◆ Challenge: Reproduce the listing below in its entirety. Change nothing.

◆ Records for this exercise:
[start]
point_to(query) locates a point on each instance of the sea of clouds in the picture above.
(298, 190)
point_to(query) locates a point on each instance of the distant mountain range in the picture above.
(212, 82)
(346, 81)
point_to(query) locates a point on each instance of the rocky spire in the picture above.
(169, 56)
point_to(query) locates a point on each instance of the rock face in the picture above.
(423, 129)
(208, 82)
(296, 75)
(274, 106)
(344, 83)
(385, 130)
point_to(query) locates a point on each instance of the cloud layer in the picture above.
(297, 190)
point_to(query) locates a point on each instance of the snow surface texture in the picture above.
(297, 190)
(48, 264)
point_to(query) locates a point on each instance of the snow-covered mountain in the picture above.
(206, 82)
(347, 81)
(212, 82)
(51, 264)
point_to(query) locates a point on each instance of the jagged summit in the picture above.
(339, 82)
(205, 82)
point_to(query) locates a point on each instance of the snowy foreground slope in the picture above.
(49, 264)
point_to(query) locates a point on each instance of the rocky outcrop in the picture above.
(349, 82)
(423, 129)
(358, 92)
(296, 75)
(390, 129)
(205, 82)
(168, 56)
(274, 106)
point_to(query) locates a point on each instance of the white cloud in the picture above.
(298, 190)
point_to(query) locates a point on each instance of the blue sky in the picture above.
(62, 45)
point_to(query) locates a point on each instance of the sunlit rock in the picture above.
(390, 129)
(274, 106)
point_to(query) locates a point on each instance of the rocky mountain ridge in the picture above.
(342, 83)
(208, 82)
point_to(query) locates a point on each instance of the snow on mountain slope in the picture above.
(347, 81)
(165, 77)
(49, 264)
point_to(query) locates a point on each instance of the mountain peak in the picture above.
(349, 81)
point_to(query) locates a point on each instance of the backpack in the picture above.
[end]
◆ Correct output:
point_to(query) locates a point on each instance of the sea of clouds in the picture above.
(298, 190)
point_to(query) locates a point on each instance of the distant mountain range in the picture above.
(212, 82)
(346, 81)
point_to(query) locates a point on each instance of the rocky spire in the picture above.
(169, 56)
point_to(query) locates a point on each instance of the rock face in the picture above.
(423, 129)
(208, 82)
(296, 75)
(274, 106)
(344, 83)
(385, 130)
point_to(query) locates a point on each instance of the cloud layer in the picture above.
(297, 190)
point_to(query) locates a point on each instance of the snow surface texture in the picture above.
(297, 190)
(48, 264)
point_to(query) locates a point on each instance of the snow-covered mountain in the picture above.
(206, 82)
(347, 81)
(212, 82)
(51, 264)
point_to(query) locates a point on each instance of the jagged summit in the picture above.
(339, 82)
(205, 82)
point_to(query) locates a point on each instance of the snowy foreground slope in the picture above.
(49, 264)
point_to(query) locates a point on each instance of the rocky outcrop in the picture above.
(349, 82)
(423, 129)
(358, 92)
(296, 75)
(390, 129)
(205, 82)
(168, 56)
(274, 106)
point_to(query) locates a point on each instance of the white cloud in the picture above.
(298, 190)
point_to(query) locates a point on each instance of the blue sky in the picture above.
(62, 45)
point_to(query) locates a point on each instance of the sunlit rock in the picture above.
(390, 129)
(274, 106)
point_to(query) locates a point on each instance of the rocky mountain ridge in the picture above.
(342, 83)
(208, 82)
point_to(query) locates a point on each instance of the snow on mountain slope in the picture above.
(347, 81)
(165, 77)
(49, 264)
point_to(query) locates a point on each instance of the mountain peak in the picture above.
(349, 81)
point_to(query) locates a point on each instance of the backpack in the picture above.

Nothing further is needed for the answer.